What needs to be done
Transcribe the lines starting at the line containing "point: one pixel" and ending at the line containing "<point>437,199</point>", including both, but omit the pictures.

Dataset rows
┌──

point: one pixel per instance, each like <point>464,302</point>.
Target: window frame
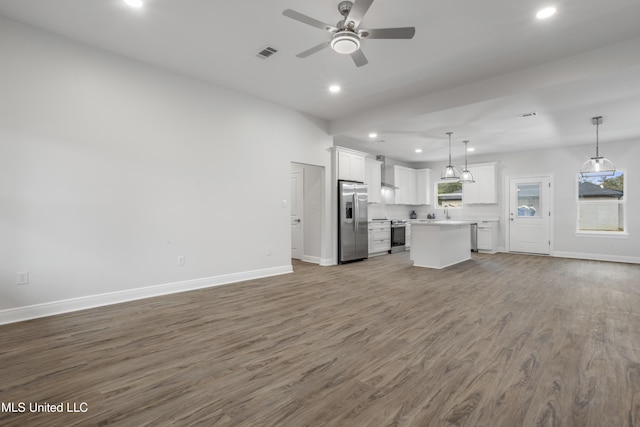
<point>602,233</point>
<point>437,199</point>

└──
┌──

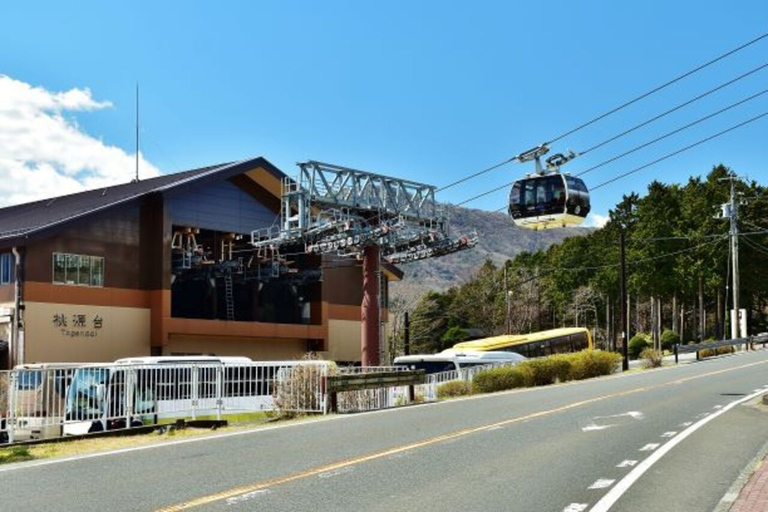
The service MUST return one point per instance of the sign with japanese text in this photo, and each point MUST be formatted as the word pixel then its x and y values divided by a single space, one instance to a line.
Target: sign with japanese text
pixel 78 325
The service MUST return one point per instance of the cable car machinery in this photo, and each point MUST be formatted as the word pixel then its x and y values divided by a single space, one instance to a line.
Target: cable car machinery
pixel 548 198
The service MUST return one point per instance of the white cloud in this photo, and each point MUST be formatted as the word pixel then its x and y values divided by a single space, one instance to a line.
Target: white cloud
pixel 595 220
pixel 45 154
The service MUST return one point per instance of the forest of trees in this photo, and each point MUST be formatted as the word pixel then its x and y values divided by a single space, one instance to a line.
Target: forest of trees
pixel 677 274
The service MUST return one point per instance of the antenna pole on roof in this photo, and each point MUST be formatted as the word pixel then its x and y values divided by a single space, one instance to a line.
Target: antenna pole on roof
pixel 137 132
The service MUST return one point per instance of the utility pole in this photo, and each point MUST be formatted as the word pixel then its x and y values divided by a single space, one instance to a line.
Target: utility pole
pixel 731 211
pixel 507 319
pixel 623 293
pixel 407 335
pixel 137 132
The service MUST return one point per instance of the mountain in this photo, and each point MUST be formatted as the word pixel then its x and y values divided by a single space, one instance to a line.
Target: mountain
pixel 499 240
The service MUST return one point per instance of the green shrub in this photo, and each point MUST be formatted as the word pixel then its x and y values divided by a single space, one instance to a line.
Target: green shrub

└──

Task result
point: one pixel per instance, each like <point>464,302</point>.
Target: window frame
<point>602,233</point>
<point>437,199</point>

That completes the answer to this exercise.